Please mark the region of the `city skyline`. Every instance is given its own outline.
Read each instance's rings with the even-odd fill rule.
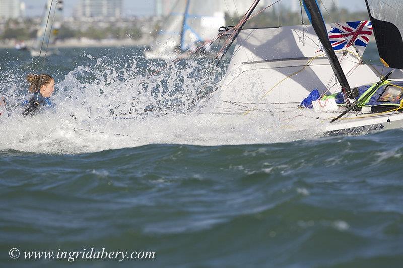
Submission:
[[[5,1],[6,0],[2,0]],[[198,1],[198,0],[197,0]],[[219,0],[218,0],[219,1]],[[224,0],[223,0],[224,1]],[[333,2],[337,3],[339,8],[347,8],[350,11],[365,10],[366,6],[363,0],[322,0],[328,5]],[[123,16],[152,16],[156,13],[156,0],[122,0],[123,1]],[[0,1],[1,2],[1,1]],[[46,0],[21,0],[22,3],[25,3],[26,10],[26,15],[28,16],[40,16],[43,12],[43,7]],[[251,0],[251,3],[253,0]],[[273,3],[273,1],[263,0],[262,1],[265,4]],[[298,5],[298,1],[295,1]],[[338,3],[337,3],[338,2]],[[74,11],[77,10],[80,0],[69,0],[64,2],[65,15],[72,16],[74,13]],[[225,4],[229,5],[233,3],[232,1],[227,0],[224,1]],[[281,1],[280,3],[288,6],[290,8],[295,7],[294,2],[289,1]]]

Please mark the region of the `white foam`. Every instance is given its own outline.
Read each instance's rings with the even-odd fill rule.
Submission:
[[[58,88],[52,97],[57,103],[55,113],[23,117],[18,103],[29,95],[14,96],[13,111],[8,117],[0,118],[0,150],[80,153],[155,143],[268,143],[309,138],[316,133],[290,132],[264,112],[247,115],[189,112],[200,90],[199,85],[216,84],[211,79],[200,83],[205,74],[194,71],[197,63],[191,61],[186,69],[171,65],[162,74],[148,78],[136,74],[141,72],[135,61],[111,67],[102,58],[85,56],[94,60],[93,66],[78,67],[57,81]],[[12,91],[23,86],[21,81],[12,84],[12,74],[8,75],[5,80],[12,83],[10,96]],[[151,106],[162,108],[138,115]],[[133,113],[120,116],[121,119],[111,116],[111,111],[116,115],[130,109]],[[121,119],[125,117],[130,119]]]

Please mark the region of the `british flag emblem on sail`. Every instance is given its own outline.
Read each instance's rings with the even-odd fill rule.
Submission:
[[[334,50],[345,49],[353,44],[365,49],[373,32],[371,21],[336,23],[329,32],[329,39]]]

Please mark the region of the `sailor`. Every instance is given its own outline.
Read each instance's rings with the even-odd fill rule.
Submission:
[[[54,91],[54,79],[48,74],[43,73],[29,74],[27,80],[30,84],[29,92],[34,94],[29,100],[23,103],[25,108],[22,115],[32,116],[45,109],[54,109],[55,105],[50,100]]]

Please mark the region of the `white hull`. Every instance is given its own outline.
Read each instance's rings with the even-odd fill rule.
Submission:
[[[45,55],[47,57],[52,55],[57,54],[57,52],[53,50],[48,50],[47,52],[42,51],[41,52],[39,50],[29,49],[29,52],[31,53],[31,57],[44,57]]]
[[[160,53],[151,50],[144,51],[144,56],[147,59],[162,59],[163,60],[173,60],[178,59],[186,59],[191,54],[190,53],[177,53],[167,52]]]

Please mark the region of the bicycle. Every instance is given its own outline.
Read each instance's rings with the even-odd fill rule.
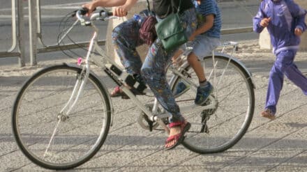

---

▶ _WORK INSTRUCTIONS_
Which lines in the material above contain the word "Every"? Pick out each of them, matching case exactly.

▶ _ANSWER IN FULL_
Please mark the region of the `city skyline`. Every instance is given its own outline.
Please mark the region of the `white foam`. Every instance is given its own outline.
Please mark the region of the `british flag emblem on sail`. Every instance is given its own outline.
Please mark the region of the `sailor`. Every instance is given its own outline.
Please mark the region of the `white hull`. Every instance is given its own outline.
Please mark the region of the bicycle. Every instance is given its own outline.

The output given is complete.